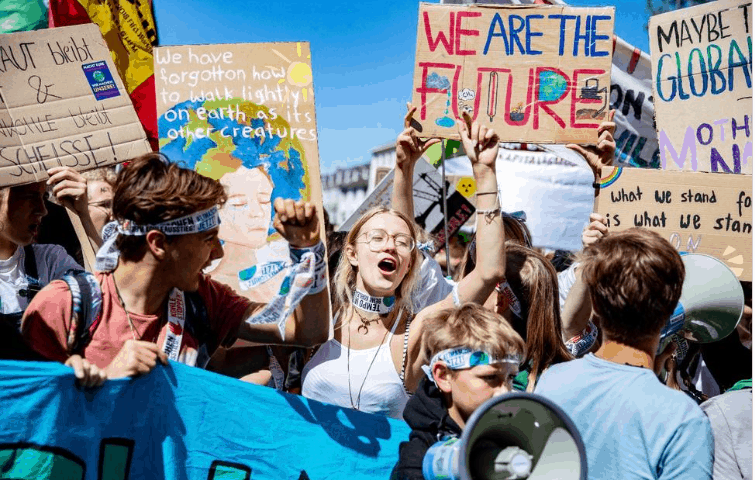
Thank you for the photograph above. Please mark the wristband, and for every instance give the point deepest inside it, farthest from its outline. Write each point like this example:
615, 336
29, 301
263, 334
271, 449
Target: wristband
320, 280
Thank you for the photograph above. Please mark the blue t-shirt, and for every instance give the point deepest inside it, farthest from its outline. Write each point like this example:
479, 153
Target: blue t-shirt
633, 427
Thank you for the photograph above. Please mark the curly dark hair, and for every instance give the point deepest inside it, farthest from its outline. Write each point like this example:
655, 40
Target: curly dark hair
635, 280
151, 190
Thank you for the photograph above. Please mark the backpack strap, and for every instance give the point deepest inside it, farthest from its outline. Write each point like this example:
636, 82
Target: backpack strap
32, 275
30, 263
198, 324
86, 309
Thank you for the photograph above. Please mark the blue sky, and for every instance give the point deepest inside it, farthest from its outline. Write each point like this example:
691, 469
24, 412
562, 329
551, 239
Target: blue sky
362, 56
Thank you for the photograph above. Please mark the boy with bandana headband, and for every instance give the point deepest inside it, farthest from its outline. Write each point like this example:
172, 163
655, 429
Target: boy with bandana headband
155, 302
473, 355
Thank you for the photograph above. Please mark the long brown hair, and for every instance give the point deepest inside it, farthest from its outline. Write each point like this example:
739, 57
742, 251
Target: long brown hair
535, 284
346, 274
516, 231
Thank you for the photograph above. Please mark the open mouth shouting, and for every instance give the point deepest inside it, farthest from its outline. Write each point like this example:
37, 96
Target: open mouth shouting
387, 265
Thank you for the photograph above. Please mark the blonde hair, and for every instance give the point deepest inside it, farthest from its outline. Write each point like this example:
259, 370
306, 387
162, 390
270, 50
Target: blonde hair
346, 274
471, 326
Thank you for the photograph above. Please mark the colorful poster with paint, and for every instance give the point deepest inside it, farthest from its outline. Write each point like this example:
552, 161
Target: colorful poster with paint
697, 212
243, 114
702, 87
62, 103
539, 74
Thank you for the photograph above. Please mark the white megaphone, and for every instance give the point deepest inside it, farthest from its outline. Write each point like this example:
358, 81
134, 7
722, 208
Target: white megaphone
512, 436
711, 304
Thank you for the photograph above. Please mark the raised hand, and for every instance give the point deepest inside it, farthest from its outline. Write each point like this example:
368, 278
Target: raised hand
87, 374
69, 188
135, 358
600, 155
595, 230
409, 147
480, 142
297, 222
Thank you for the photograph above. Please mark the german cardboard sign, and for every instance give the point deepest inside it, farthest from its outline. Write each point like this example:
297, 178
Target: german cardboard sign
697, 212
702, 87
537, 74
427, 188
243, 114
62, 103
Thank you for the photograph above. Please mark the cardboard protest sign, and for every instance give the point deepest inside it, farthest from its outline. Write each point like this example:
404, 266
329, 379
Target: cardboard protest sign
428, 204
243, 114
62, 103
632, 98
697, 212
555, 192
702, 87
538, 74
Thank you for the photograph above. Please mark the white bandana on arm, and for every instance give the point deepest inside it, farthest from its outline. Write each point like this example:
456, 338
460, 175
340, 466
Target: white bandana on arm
107, 260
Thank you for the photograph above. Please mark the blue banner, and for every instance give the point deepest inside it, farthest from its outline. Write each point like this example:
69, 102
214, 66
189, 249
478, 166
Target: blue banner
180, 422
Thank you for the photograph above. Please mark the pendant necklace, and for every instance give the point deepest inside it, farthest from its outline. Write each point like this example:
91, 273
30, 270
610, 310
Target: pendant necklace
348, 364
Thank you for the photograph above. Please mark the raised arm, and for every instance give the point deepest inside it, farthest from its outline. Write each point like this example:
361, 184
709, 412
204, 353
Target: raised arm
481, 146
70, 189
578, 306
409, 148
309, 325
600, 155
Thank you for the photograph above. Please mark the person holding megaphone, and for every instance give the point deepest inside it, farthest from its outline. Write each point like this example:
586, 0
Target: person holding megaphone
631, 424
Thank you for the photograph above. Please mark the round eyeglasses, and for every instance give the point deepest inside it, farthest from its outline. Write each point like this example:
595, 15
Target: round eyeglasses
377, 239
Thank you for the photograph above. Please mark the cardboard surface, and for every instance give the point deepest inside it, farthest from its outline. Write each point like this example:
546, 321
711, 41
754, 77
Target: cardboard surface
702, 87
243, 114
537, 74
427, 188
697, 212
62, 103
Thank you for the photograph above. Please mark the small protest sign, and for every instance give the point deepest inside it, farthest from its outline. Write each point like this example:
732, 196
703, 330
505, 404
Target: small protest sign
243, 114
62, 103
538, 74
702, 87
697, 212
428, 205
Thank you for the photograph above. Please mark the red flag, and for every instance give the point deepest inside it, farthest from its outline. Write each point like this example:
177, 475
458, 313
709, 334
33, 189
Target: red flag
129, 31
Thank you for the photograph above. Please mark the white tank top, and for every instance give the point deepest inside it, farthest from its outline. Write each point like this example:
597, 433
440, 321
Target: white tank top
325, 378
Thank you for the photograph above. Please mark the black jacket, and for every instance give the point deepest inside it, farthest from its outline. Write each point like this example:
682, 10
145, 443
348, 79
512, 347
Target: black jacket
428, 416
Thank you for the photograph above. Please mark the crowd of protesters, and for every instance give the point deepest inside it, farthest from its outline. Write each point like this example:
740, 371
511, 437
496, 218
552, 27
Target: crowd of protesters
401, 337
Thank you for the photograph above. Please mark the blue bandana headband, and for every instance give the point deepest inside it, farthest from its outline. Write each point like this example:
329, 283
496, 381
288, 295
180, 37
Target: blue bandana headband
462, 358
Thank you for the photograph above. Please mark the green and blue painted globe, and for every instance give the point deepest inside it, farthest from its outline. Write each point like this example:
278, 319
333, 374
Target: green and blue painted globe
281, 156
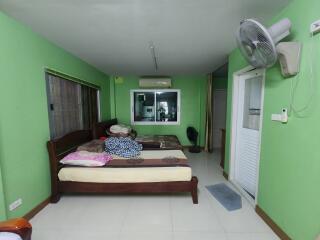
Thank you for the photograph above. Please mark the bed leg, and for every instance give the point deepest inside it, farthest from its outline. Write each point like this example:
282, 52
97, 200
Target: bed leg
194, 190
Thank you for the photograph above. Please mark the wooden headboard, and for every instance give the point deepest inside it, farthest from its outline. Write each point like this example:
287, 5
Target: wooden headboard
99, 129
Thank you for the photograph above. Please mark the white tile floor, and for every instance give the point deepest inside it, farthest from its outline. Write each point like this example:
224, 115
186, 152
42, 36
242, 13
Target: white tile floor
152, 217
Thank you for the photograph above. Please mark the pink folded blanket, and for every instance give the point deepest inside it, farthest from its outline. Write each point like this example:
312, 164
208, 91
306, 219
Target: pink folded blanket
89, 159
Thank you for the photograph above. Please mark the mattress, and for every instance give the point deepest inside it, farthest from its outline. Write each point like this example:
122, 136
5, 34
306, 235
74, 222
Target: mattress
130, 175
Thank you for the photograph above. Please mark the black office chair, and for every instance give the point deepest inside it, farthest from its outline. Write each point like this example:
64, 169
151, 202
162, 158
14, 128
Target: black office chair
192, 135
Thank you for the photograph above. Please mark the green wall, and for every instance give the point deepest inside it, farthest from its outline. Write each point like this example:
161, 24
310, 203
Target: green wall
3, 214
24, 124
289, 180
193, 99
220, 83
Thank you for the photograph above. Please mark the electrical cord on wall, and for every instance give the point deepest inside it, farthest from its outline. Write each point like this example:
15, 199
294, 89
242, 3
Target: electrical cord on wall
292, 108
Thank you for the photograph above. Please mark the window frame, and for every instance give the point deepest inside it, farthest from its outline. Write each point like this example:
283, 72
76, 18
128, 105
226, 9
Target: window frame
79, 83
155, 122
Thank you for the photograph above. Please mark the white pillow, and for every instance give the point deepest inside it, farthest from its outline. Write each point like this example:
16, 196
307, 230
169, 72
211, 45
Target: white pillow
9, 236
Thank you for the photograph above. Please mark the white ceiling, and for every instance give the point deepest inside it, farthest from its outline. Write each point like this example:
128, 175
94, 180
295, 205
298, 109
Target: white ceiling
190, 36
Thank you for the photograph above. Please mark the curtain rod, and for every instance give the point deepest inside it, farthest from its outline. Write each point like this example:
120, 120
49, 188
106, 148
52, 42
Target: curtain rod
71, 78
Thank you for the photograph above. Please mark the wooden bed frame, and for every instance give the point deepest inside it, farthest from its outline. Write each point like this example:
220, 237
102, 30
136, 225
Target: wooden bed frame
59, 148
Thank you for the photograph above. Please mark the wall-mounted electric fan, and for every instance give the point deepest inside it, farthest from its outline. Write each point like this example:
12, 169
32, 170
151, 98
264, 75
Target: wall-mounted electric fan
260, 46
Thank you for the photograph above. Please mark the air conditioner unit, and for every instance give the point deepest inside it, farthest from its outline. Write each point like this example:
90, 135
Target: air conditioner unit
155, 83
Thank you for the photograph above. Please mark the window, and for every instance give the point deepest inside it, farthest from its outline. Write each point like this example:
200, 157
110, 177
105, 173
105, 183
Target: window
155, 107
71, 105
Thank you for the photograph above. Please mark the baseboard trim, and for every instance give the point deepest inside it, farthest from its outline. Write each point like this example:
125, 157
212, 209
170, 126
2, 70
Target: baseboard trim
226, 176
37, 209
277, 230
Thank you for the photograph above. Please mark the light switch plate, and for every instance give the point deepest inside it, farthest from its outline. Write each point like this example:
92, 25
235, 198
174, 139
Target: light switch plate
315, 27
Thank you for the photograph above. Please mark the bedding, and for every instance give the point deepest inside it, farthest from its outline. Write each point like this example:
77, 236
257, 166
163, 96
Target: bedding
154, 168
9, 236
125, 175
88, 159
96, 145
123, 146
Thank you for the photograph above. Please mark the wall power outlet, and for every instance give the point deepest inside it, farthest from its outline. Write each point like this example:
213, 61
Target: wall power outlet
15, 204
315, 27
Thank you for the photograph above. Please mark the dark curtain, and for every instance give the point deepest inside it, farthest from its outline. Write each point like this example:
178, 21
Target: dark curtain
72, 106
89, 106
209, 116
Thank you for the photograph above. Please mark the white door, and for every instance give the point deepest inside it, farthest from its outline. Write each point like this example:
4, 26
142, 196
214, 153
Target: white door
248, 130
219, 115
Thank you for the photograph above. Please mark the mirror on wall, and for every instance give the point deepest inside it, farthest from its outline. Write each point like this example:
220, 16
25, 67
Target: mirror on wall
155, 107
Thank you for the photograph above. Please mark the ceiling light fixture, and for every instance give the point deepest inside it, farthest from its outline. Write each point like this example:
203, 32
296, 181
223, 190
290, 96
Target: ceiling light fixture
153, 54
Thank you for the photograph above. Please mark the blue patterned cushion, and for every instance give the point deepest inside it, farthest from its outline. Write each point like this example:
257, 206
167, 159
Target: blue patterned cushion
123, 147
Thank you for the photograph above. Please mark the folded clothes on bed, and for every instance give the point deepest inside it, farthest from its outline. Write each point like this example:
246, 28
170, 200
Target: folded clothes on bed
123, 146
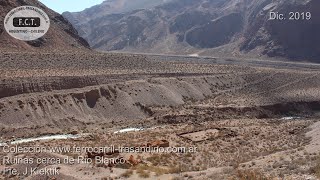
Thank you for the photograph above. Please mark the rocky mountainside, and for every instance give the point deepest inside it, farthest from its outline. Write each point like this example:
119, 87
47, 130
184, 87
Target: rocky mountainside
60, 37
205, 27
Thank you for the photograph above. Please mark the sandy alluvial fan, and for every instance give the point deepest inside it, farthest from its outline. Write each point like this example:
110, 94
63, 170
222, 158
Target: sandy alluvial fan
228, 118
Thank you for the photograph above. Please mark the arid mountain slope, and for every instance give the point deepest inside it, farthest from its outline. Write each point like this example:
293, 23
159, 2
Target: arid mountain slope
207, 27
60, 37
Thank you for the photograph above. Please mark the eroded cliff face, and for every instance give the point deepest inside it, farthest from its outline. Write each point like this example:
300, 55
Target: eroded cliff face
105, 103
125, 102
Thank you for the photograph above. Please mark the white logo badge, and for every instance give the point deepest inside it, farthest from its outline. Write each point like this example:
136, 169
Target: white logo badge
27, 23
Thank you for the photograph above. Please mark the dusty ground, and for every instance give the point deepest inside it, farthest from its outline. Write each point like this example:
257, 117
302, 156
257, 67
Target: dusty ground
245, 122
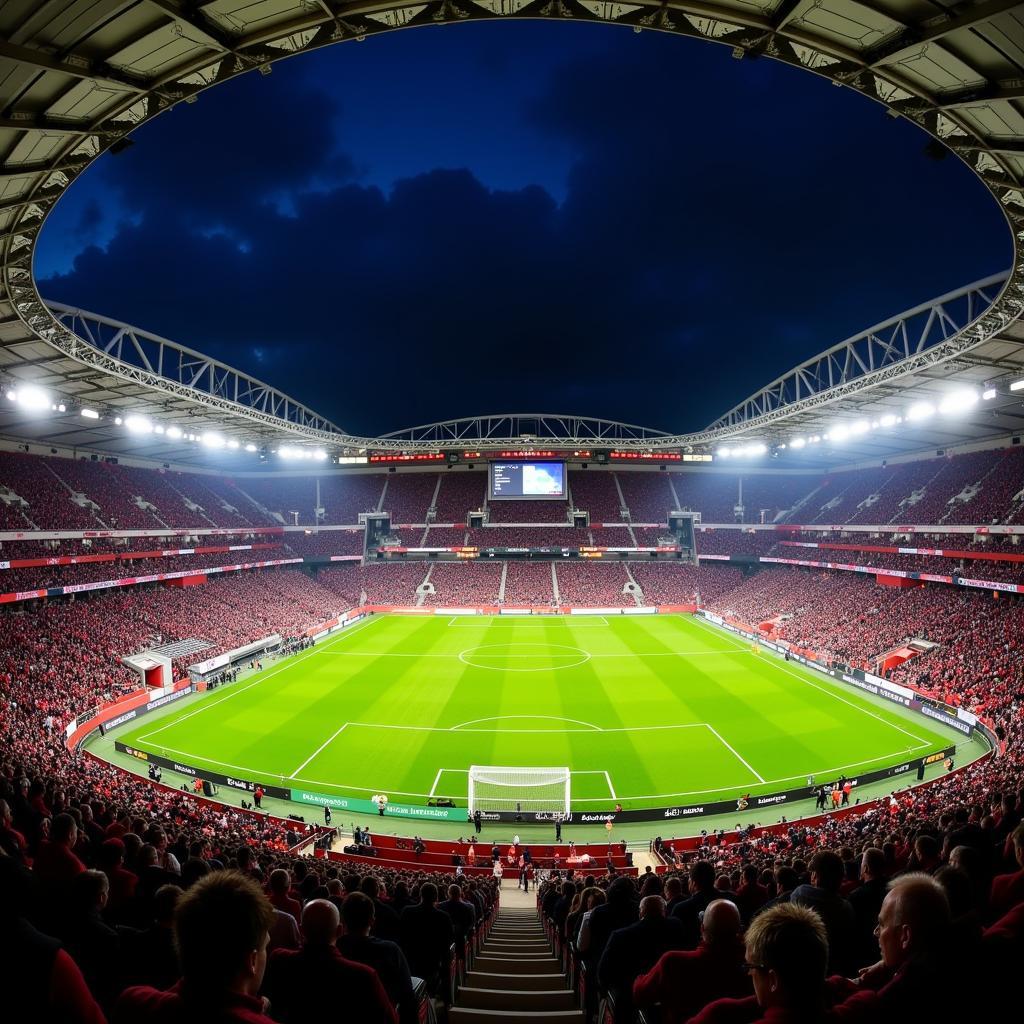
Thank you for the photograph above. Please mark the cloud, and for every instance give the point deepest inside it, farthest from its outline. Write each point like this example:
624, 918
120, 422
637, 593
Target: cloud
723, 220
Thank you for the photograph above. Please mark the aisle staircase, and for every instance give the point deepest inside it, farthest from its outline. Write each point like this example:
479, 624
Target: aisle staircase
515, 977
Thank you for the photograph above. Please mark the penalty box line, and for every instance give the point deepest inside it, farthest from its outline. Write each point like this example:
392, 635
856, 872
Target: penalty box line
536, 622
465, 771
262, 677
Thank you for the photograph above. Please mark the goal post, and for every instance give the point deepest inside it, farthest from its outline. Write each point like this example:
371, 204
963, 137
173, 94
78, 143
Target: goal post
525, 791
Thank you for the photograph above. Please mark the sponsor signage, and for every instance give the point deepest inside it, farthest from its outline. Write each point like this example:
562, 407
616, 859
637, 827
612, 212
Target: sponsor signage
247, 785
391, 810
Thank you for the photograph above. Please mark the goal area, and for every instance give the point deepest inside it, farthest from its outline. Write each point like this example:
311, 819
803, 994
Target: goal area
525, 791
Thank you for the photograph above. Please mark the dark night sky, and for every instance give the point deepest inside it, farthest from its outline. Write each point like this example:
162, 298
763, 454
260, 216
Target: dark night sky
519, 217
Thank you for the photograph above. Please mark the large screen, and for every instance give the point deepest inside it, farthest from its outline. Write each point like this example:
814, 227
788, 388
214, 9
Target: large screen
527, 480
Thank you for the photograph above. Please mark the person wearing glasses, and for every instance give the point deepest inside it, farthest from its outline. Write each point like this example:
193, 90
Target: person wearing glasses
786, 953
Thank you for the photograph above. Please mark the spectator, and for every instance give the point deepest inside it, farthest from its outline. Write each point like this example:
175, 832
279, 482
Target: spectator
315, 981
221, 931
822, 896
786, 954
427, 935
635, 949
683, 981
383, 955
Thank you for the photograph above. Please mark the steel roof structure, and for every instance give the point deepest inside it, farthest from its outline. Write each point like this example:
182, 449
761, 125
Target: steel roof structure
77, 76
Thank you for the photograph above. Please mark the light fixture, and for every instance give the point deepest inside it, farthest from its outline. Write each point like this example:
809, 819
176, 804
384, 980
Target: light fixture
957, 401
33, 397
138, 425
920, 411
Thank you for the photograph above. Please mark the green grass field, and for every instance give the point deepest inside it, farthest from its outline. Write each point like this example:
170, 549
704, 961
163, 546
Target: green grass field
646, 711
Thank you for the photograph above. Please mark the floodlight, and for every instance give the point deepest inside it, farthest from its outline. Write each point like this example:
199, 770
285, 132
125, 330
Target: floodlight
958, 401
33, 397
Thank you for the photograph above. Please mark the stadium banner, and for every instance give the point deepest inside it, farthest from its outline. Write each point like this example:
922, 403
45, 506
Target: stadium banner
391, 810
246, 785
128, 716
82, 588
1009, 588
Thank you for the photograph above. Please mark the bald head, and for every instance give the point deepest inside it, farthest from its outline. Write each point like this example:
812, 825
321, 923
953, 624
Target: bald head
721, 922
913, 919
651, 906
321, 922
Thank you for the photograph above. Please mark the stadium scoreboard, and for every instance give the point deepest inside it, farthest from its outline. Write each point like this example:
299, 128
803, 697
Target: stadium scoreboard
526, 480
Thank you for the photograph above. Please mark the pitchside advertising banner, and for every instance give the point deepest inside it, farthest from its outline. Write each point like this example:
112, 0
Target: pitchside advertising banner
246, 785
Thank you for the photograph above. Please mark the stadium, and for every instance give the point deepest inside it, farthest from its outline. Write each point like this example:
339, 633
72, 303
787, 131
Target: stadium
527, 716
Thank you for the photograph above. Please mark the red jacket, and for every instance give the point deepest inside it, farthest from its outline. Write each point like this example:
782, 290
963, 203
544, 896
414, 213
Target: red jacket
683, 981
150, 1006
1008, 891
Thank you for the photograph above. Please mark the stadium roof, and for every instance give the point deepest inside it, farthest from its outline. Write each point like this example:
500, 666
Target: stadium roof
77, 77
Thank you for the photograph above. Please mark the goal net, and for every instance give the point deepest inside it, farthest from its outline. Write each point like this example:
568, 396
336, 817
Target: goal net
519, 790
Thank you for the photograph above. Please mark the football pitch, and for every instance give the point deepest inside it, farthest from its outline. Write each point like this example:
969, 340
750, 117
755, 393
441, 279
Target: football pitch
645, 712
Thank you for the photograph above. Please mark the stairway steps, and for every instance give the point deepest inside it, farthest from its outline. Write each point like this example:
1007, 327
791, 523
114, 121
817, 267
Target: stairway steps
505, 965
525, 982
513, 998
460, 1015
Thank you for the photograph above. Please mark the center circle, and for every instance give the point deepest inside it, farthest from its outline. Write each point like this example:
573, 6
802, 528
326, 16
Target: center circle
523, 656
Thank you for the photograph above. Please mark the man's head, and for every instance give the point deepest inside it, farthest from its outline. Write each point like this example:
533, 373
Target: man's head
357, 913
90, 891
64, 830
321, 923
221, 931
701, 877
826, 870
786, 955
651, 906
721, 923
872, 864
913, 918
281, 882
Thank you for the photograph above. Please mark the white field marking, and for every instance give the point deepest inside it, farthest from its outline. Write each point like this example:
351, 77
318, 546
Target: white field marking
610, 787
657, 653
438, 728
259, 678
547, 668
454, 796
536, 622
734, 752
326, 742
513, 718
797, 675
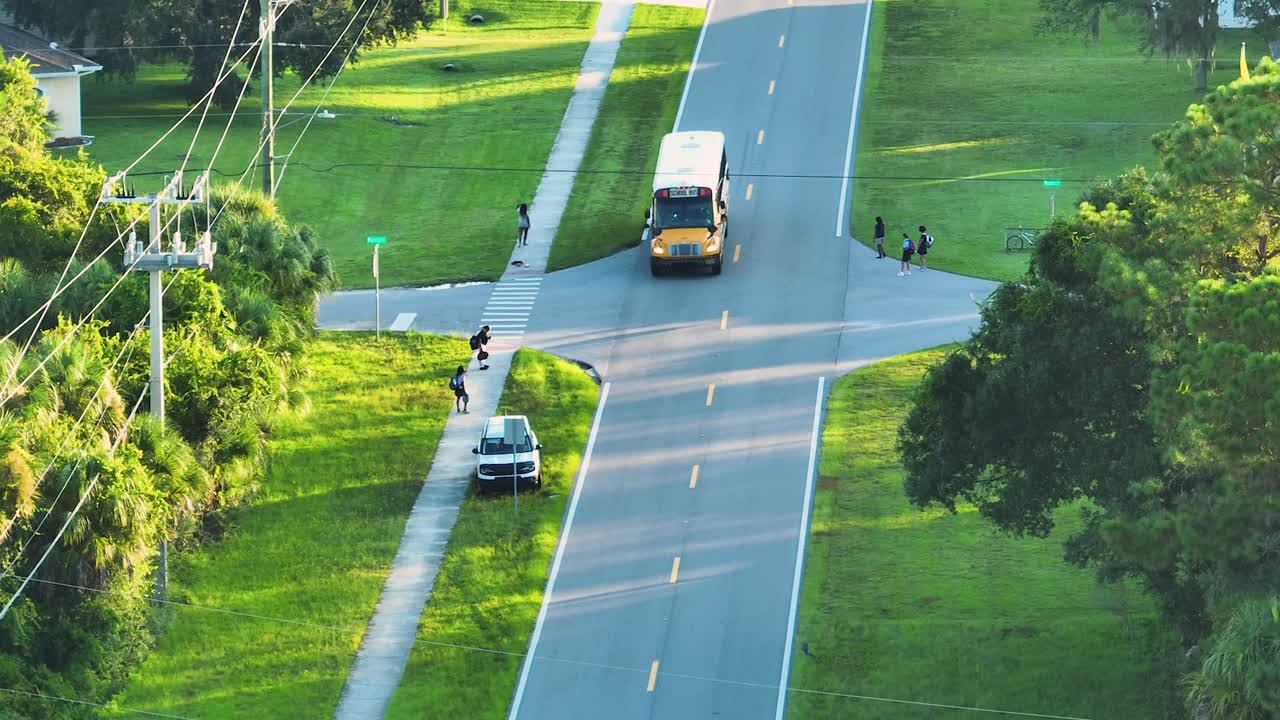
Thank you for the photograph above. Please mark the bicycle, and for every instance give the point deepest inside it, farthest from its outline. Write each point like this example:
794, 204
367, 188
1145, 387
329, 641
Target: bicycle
1018, 238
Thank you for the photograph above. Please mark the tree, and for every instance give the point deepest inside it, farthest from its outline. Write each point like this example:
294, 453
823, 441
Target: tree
1138, 367
135, 28
1173, 27
45, 203
1239, 678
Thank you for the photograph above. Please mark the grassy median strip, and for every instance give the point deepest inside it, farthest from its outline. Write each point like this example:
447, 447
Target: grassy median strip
938, 607
606, 210
434, 160
314, 547
969, 98
494, 570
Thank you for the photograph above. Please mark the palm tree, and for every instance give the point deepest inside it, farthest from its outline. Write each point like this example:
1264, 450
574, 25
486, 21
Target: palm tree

※ ※ ※

Assigned task: Go through the records line by line, and copy each line that holds the string "palm".

Solution to the problem:
Thank you for the photograph above. Please mark the palm tree, and for every instance give the point deepest inside it, farthest from its outline. Write each point like this example:
Target: palm tree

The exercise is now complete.